What you are asked to do → In this exercise, the entries below include pictures. Repeat exactly the lines from the line with "# point at: woman's hand" to the line with "x=96, y=193", including both, but without the pictures.

[Point localization data]

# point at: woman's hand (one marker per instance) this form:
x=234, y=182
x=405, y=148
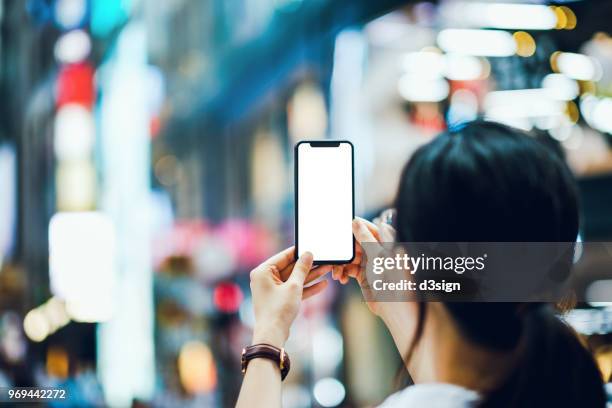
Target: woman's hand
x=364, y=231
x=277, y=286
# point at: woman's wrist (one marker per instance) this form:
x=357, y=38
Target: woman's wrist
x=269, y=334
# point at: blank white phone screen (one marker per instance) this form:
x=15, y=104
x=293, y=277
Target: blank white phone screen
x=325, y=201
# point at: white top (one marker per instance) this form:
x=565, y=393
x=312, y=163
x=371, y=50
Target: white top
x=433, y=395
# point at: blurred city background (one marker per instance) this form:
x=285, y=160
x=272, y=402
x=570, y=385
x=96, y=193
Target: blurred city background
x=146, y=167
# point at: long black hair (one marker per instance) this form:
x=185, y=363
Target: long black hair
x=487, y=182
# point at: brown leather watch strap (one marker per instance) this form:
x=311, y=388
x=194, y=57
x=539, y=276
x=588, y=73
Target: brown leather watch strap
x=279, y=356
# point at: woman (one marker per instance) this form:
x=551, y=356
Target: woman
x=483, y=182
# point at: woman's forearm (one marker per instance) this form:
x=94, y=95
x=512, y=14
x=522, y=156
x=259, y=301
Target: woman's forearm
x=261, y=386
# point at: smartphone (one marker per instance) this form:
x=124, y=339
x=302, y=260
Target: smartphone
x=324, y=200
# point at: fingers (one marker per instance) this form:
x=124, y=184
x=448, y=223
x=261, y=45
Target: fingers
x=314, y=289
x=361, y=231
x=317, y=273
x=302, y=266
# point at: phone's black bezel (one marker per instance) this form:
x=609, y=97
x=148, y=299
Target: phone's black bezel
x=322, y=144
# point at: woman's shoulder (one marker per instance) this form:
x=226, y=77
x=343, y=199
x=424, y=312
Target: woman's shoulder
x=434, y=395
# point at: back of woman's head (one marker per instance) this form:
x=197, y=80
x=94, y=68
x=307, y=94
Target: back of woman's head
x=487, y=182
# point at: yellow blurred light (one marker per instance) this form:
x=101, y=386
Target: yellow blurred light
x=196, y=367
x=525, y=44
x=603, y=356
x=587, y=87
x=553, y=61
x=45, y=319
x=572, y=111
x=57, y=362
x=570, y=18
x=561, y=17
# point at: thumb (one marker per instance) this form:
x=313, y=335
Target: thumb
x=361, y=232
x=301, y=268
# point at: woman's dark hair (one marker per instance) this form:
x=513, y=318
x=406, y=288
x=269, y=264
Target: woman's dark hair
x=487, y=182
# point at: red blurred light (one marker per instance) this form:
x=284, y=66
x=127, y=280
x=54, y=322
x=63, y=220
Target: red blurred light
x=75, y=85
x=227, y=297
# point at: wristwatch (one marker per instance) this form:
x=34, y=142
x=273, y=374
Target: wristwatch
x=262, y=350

---

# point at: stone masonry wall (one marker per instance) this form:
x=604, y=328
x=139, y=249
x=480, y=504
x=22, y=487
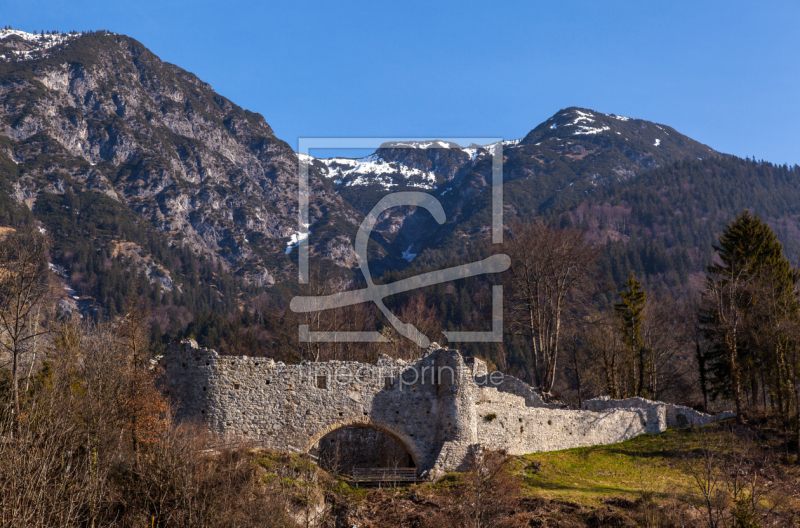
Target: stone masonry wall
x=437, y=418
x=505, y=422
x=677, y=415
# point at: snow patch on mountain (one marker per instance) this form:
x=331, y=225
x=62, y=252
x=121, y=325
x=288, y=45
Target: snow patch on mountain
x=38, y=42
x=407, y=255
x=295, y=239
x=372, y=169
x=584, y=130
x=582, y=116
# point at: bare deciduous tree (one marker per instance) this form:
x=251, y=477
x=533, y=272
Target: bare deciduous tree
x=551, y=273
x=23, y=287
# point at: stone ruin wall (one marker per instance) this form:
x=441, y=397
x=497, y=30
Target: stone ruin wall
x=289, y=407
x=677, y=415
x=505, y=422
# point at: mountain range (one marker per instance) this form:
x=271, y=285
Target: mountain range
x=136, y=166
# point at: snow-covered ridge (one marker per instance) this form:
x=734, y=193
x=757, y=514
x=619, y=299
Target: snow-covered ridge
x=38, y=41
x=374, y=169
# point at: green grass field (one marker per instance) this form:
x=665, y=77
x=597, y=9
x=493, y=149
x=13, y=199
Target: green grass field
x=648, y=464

The answer →
# point at: woman's hand (one marker per instance) this form:
x=234, y=182
x=405, y=148
Target: woman's hand
x=364, y=231
x=277, y=286
# point at: woman's wrist (one marker per instance) this form:
x=357, y=38
Target: woman's wrist
x=269, y=334
# point at: blank white phone screen (one marker per instance) this form:
x=15, y=104
x=293, y=277
Target: blank white phone screen
x=325, y=201
# point at: white top (one marker per instance) this form:
x=565, y=393
x=312, y=163
x=371, y=50
Target: white top
x=433, y=395
# point at: blurred city background (one marker per instance) this form:
x=285, y=160
x=272, y=402
x=570, y=385
x=96, y=193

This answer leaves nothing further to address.